Selection:
+===+

# What frog is this?



## omarelay17 (Mar 9, 2007)

http://www.tropical-experience.nl//inde ... &Itemid=72

can anyone tell me what the red and black species in the third picture is? and if anyone is currently working with it?

Thanks
-Omar


----------



## defaced (May 23, 2005)

That link pulls up a page with 10 different frogs on it. What picture in particular are you referring to?


----------



## omarelay17 (Mar 9, 2007)

The Black with Red bands in the third picture.


----------



## trow (Aug 25, 2005)

Look's like a dendrobates lehmanni


----------



## defaced (May 23, 2005)

Agreed, and they are very difficult to work with and insanely rare. Best to be enjoyed via pictures.


----------



## sbreland (May 4, 2006)

DIfficult to work with or not, it doesn't matter because you won't find em. The Lehmanni are the #1 most rare frog in the hobby, and I will give you $100 if you find anyone who will sell em to you. No being mean, just reinforcing the point that these are a "never gonna have" species. I agree with Mike... enjoy the pics.


----------



## omarelay17 (Mar 9, 2007)

+===+

Data extract:
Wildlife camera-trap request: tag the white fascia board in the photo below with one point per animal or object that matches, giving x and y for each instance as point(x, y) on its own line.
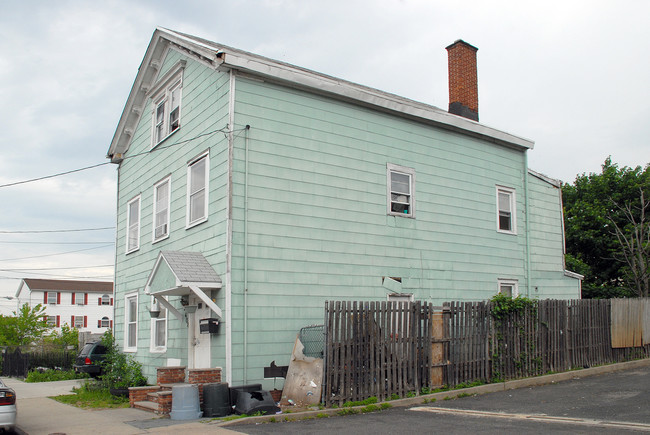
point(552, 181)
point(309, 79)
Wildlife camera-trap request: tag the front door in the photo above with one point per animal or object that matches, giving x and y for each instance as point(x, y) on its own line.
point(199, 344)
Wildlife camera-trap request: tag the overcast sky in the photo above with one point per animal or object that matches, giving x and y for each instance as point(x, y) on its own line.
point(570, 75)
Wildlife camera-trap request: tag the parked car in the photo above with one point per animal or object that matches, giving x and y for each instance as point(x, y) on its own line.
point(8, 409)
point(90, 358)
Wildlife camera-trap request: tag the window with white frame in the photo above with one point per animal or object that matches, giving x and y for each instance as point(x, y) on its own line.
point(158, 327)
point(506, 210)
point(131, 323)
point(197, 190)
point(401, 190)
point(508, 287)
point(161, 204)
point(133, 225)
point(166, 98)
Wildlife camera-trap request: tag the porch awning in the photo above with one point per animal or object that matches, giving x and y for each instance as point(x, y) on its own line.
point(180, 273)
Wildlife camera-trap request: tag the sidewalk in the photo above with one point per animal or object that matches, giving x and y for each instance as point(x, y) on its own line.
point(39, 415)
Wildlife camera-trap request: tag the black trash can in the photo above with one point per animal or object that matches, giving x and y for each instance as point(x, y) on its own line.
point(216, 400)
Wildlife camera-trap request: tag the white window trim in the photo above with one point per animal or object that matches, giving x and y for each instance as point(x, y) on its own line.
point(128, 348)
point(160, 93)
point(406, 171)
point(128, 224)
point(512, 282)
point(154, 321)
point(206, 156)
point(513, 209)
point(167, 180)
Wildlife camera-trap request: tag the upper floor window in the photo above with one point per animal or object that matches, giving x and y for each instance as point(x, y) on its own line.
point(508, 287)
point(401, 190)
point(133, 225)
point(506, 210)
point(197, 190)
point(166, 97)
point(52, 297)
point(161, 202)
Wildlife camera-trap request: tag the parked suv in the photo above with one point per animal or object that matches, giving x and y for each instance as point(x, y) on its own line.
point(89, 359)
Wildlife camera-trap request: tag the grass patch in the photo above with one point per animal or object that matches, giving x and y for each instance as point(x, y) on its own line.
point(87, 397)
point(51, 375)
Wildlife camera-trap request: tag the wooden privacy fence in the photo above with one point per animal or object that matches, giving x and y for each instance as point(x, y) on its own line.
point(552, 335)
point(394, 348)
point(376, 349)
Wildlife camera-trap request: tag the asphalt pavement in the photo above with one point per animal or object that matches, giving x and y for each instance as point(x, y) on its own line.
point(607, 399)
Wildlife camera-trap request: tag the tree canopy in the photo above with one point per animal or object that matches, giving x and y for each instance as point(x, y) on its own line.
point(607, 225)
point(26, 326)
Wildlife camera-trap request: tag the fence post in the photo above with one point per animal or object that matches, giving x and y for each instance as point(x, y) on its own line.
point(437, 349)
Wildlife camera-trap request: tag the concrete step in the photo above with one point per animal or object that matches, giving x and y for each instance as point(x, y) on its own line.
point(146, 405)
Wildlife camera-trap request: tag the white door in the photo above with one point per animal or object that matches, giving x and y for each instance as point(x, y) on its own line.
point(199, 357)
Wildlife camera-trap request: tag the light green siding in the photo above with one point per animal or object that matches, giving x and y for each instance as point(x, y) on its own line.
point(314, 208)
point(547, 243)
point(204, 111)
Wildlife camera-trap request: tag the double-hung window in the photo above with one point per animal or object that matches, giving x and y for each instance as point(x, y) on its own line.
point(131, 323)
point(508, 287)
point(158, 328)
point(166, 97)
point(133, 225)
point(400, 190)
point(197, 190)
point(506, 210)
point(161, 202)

+===+

To-do list:
• a. Reproduce the stretch of the frog identification thread from "DIfficult to work with or" through "enjoy the pics.".
• b. List every line of the entries that contains the string "parked", matching case exactly.

Full solutions:
• a.
DIfficult to work with or not, it doesn't matter because you won't find em. The Lehmanni are the #1 most rare frog in the hobby, and I will give you $100 if you find anyone who will sell em to you. No being mean, just reinforcing the point that these are a "never gonna have" species. I agree with Mike... enjoy the pics.

• b.
Wildlife camera-trap request: tag the parked car in the photo above with one point per animal or object that matches, giving x and y for each instance as point(x, y) on its own line.
Wildlife camera-trap request: tag the parked suv in the photo above with one point per animal or object that matches, giving x and y for each instance as point(x, y) on its own line.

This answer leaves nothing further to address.